Output each record verbatim, with pictures left out.

## DATASET EXTRACT:
[Start of section]

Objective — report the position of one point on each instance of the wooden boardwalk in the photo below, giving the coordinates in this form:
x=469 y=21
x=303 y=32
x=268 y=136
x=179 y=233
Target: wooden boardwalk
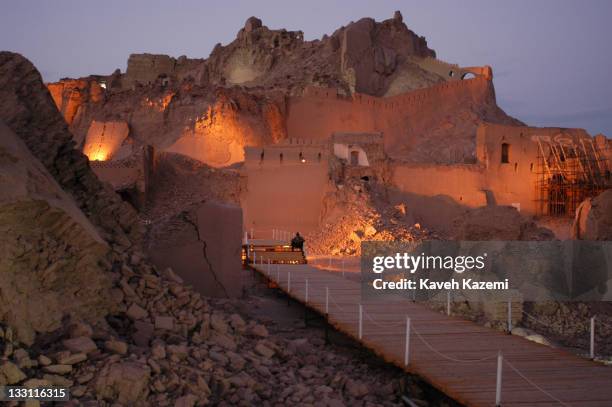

[End of section]

## PROBLEM SOLUTION:
Objective — report the position of one point on each instance of the wooden boardwalk in the photo below, giving the coordinates in this form:
x=469 y=21
x=303 y=32
x=268 y=136
x=179 y=233
Target: wooden boardwalk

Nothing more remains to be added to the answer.